● **Required tasks**
1. In the account of Nancy Vogel's disappearance, reproduce the text word for word, starting with "It was Nancy" and going on through "in the entryway.".
2. In the account of Nancy Vogel's disappearance, condense the passage that opens "Within minutes, first responders were on scene" and closes "had been used to strangle her." into a brief bulleted list that keeps its main facts.

But when his daughter awakened him around 1 a.m.,
and Nancy still wasn't home,
He instantly knew something was wrong.
Henry raced out into the kitchen and began dialing all the friends he could think of.
He made call after call after call.
And each friend came back with the same response.
They hadn't heard from Nancy.
Sometime after 2 a.m., he couldn't take it anymore.
Henry got in his car with Nancy's brother Frank,
and the two began going street by street,
desperately searching for Nancy's vehicle or any sign of her.
but the streets were empty.
The town was asleep, silent, and Nancy was nowhere to be found.
As the sunrise started to creep across the landscape, Henry realized he couldn't deny it anymore.
His wife of nine years, the love of his life, was missing.
He raced to the Bergen County Police Department and filed a missing person's report for 29-year-old Nancy Vogel.
For the next several days, he sat at home in agony, fielding question.
from his terrified kids and consoling Nancy's mother as the family waited for answers.
Nancy wasn't the type to run off. She wasn't the type to have an affair or a secret life.
Whatever happened to her couldn't have been good. And just two days later, two miles away,
those fears were confirmed. On Monday, October 30th, two 12-year-old girls returned home from school
when they noticed a car parked on their street. It didn't belong to anyone they knew.
and it was odd. The girls noticed that the car had been parked there since the day before,
and as they crept towards it, they noticed something in the back seat. At first they were convinced
it was a mannequin, but as they got closer, the reality of what they were looking at crashed over
them. It was a woman's body, nude, twisted and turned in the back seat. She was face down with a seat
cover tossed over her. The girl screamed and ran to a neighbor who quickly called the police.
Within minutes, first responders were on scene, and they were quickly able to identify the body.
It was Nancy Vogel. The missing mother had severe bruising on the right side of her face,
a black eye, and another large bruise on the back of her head. Her hands were tied in front of her
body with a thin nylon cord, and a rope, still wrapped around her neck, had been used to strangle her.
As soon as the police began processing the scene, the news spread rapidly.
And before police could speak with the family, local reporters did it for them.
When Nancy Vogel's nine-year-old daughter Karen answered the knocking at her front door,
she was stunned to see a row of reporters standing in the doorway.
In the kitchen, her grandma was cooking a traditional Italian lunch.
Her brother, who was just five, stood behind her in the entryway.
He knew his mom was missing that something was wrong,
but he was too little to comprehend what the reporter said to his sister next.
Now that your mother has been found dead, how do you feel?
Imagine for a second asking a nine-year-old girl that.
Karen immediately burst into tears.
Their grandmother raced into the room and began swearing at the reporters in Italian,
telling them to go to hell before she slammed the door in their faces.
But the damage was done.
Karen, her grandmother, and Bill all found out that the person they loved most in the world was gone.
and sadly the pain the media put them through was far from over.
Because in the weeks that followed,
Leeds when it came to their mother's death were scarce.
But police began to have a theory.
You see, that night, Nancy had said she was going to a bingo game.
Instead, she went to a local store and bought herself two pairs of shoes and a shirt.
Initially, police believed that she may have lied to her husband about where she was going
because that night she was meeting a man.
In reality, though, it seems like Nancy had just been.

● **Stored rows**

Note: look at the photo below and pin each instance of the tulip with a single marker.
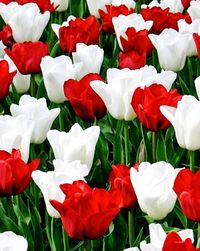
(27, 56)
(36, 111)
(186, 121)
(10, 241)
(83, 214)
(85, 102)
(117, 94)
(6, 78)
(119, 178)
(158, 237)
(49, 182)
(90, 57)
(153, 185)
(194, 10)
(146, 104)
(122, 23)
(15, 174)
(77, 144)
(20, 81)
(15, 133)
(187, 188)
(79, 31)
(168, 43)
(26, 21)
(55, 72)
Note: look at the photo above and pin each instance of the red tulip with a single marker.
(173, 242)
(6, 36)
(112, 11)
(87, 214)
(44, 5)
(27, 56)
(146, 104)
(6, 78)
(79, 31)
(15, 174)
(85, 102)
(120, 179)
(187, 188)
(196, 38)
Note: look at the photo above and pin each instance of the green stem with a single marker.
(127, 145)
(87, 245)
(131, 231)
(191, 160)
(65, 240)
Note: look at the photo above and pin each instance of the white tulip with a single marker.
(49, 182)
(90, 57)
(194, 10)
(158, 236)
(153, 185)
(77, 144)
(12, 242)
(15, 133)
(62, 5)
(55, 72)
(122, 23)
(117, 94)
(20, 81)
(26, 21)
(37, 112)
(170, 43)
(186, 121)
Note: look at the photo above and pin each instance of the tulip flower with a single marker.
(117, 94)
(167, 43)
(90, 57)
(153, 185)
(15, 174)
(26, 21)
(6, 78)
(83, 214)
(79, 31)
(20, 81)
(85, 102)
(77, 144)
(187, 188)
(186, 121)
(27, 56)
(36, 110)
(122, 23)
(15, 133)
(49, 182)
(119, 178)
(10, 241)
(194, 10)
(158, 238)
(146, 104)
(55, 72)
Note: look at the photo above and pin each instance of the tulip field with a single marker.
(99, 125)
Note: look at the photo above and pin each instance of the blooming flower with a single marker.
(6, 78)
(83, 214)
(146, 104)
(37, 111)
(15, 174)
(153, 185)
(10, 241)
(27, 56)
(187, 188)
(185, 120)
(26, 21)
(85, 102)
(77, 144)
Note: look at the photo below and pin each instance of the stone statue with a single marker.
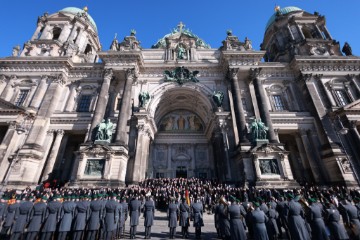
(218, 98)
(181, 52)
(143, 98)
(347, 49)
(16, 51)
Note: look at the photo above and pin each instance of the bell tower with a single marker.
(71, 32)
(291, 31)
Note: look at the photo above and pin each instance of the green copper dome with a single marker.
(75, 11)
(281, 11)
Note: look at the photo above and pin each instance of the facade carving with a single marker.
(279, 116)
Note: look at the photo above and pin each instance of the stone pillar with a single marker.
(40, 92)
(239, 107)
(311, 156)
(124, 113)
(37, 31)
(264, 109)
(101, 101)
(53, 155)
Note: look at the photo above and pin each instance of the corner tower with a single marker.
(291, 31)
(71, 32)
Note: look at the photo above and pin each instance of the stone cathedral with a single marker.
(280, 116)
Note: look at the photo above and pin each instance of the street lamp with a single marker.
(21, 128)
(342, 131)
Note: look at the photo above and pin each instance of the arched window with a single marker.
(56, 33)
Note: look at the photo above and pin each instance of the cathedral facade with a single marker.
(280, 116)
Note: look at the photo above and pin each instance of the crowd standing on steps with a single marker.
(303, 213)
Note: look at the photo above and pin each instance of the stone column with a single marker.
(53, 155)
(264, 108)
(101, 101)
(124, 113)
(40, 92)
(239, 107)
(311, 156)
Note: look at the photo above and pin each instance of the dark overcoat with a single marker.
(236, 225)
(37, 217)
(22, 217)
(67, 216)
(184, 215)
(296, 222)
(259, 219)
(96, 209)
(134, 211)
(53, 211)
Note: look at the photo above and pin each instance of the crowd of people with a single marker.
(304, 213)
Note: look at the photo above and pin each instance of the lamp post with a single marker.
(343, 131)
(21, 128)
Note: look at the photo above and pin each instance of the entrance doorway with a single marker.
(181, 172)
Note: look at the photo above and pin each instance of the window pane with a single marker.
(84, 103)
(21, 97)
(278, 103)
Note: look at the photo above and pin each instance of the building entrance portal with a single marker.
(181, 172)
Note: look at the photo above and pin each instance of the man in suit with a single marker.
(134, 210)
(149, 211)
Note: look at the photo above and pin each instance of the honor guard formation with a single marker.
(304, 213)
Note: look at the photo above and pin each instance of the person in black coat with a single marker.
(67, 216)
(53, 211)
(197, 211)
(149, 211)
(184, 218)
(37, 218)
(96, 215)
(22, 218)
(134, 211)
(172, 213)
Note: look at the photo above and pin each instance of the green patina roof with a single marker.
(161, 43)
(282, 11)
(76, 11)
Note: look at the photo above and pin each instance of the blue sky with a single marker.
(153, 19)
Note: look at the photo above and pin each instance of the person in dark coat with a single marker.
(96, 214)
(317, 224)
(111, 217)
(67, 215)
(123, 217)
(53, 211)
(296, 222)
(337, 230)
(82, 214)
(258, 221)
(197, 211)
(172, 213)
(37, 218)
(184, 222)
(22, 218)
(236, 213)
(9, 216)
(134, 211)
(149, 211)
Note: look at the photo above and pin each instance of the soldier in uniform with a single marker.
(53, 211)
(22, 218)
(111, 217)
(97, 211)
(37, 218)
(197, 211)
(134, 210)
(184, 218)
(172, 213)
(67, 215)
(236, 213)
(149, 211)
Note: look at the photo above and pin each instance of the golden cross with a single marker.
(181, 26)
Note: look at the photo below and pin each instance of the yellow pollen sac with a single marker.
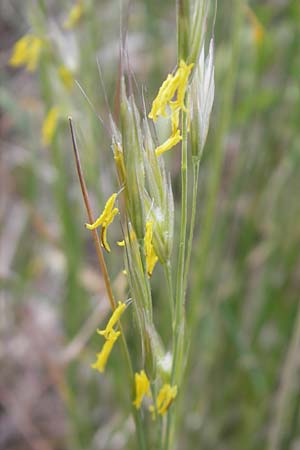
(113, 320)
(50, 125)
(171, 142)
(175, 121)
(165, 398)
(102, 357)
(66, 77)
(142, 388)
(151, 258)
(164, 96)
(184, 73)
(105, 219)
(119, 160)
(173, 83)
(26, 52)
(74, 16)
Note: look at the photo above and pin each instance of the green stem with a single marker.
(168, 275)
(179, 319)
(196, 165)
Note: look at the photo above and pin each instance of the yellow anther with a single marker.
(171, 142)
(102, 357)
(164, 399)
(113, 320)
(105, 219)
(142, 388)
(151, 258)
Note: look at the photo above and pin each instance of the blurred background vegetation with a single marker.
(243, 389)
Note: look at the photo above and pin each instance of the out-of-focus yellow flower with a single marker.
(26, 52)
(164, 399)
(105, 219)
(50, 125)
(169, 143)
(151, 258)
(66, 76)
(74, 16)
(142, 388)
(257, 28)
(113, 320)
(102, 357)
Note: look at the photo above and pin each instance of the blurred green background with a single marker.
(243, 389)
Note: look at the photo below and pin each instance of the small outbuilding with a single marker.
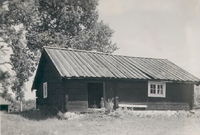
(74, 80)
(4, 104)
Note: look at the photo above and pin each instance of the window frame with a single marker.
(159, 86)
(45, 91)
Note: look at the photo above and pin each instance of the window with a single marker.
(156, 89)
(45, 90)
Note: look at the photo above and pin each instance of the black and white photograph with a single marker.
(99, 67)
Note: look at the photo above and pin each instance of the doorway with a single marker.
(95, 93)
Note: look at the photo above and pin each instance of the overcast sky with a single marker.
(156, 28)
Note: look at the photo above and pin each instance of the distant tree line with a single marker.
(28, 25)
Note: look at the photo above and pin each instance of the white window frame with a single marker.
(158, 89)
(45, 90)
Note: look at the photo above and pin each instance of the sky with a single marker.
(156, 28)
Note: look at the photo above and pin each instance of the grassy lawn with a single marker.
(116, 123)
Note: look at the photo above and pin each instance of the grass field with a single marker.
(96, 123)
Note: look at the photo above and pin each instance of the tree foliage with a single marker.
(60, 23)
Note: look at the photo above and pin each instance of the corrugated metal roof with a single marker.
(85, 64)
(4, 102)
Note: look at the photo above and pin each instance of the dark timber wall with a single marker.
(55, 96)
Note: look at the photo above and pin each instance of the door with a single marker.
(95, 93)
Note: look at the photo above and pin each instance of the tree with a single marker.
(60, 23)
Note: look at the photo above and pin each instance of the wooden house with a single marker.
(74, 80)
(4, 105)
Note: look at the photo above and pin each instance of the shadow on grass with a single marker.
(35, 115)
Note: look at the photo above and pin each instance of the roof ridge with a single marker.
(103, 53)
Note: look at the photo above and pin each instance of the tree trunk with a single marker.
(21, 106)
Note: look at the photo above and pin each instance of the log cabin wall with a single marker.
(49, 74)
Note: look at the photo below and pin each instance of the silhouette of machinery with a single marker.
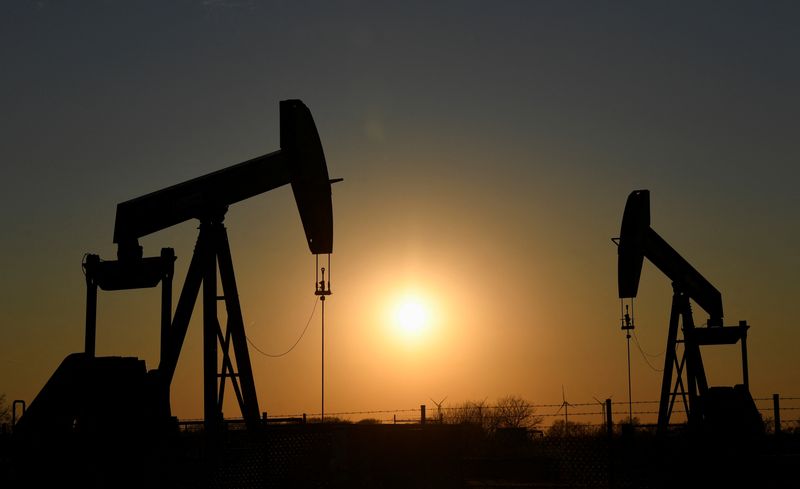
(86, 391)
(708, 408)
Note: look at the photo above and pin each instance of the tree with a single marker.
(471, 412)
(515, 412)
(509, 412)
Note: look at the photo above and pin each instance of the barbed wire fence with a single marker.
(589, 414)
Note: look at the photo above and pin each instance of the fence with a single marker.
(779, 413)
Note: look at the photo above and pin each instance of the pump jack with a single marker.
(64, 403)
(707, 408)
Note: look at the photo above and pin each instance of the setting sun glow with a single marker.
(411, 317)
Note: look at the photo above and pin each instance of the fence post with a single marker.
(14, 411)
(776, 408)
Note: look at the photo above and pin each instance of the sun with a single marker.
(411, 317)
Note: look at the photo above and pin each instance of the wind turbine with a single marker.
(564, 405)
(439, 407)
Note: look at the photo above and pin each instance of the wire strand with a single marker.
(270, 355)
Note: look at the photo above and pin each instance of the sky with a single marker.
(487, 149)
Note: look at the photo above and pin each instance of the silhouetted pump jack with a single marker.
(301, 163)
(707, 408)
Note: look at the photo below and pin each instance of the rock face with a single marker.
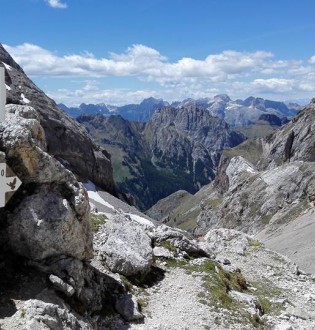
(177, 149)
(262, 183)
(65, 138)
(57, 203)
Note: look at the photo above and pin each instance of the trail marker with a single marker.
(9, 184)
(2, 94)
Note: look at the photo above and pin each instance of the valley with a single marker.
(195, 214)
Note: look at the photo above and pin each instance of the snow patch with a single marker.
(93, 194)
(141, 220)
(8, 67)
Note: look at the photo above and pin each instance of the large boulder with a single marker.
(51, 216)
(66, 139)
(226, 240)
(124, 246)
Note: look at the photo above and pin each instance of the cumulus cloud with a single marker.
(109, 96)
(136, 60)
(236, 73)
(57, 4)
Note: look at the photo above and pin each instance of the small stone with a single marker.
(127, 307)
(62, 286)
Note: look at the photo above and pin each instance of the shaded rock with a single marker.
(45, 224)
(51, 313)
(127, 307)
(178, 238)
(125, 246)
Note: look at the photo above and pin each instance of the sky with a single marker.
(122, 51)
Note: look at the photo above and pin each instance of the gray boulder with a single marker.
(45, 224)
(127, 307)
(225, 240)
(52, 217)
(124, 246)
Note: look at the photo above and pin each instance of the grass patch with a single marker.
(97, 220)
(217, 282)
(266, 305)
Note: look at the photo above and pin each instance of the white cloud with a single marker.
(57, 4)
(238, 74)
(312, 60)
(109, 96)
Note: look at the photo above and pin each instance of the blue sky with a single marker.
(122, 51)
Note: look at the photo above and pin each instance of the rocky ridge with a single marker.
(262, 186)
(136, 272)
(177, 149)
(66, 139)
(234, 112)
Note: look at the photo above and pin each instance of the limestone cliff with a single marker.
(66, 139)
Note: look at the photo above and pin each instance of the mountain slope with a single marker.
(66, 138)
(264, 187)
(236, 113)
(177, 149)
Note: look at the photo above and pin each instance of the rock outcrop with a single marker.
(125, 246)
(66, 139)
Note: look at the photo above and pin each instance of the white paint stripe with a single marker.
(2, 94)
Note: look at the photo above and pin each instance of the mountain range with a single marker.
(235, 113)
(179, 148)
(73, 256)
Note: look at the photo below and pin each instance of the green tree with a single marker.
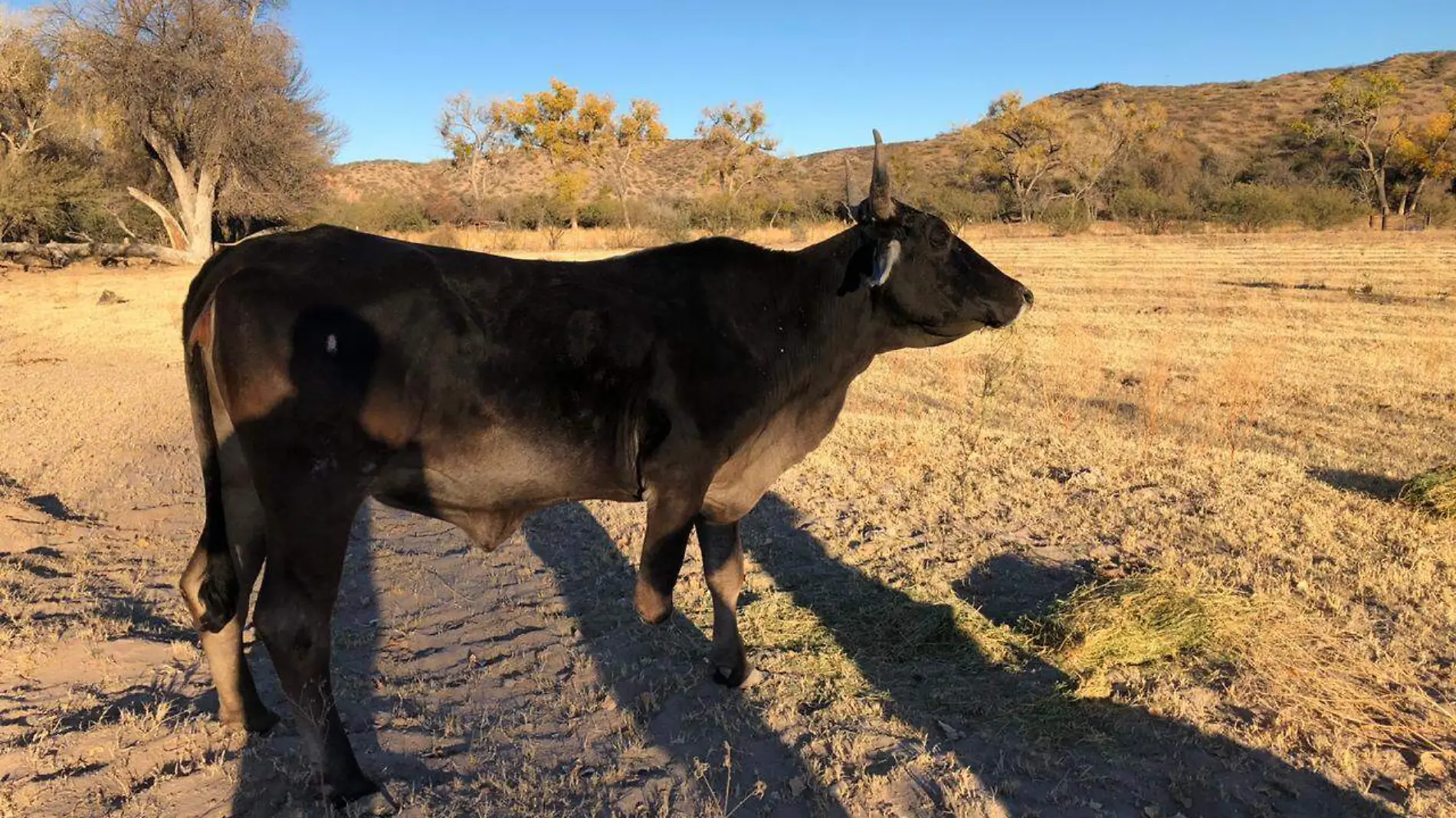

● **Responses for each task**
1.
It was Nancy Vogel. The missing mother had severe bruising on the right side of her face,
a black eye, and another large bruise on the back of her head. Her hands were tied in front of her
body with a thin nylon cord, and a rope, still wrapped around her neck, had been used to strangle her.
As soon as the police began processing the scene, the news spread rapidly.
And before police could speak with the family, local reporters did it for them.
When Nancy Vogel's nine-year-old daughter Karen answered the knocking at her front door,
she was stunned to see a row of reporters standing in the doorway.
In the kitchen, her grandma was cooking a traditional Italian lunch.
Her brother, who was just five, stood behind her in the entryway.

2.
- First responders arrived within minutes and identified the body as Nancy Vogel.
- She had severe bruising on the right side of her face, a black eye, and a large bruise on the back of her head.
- Her hands were tied in front of her body with a thin nylon cord.
- A rope, still wrapped around her neck, had been used to strangle her.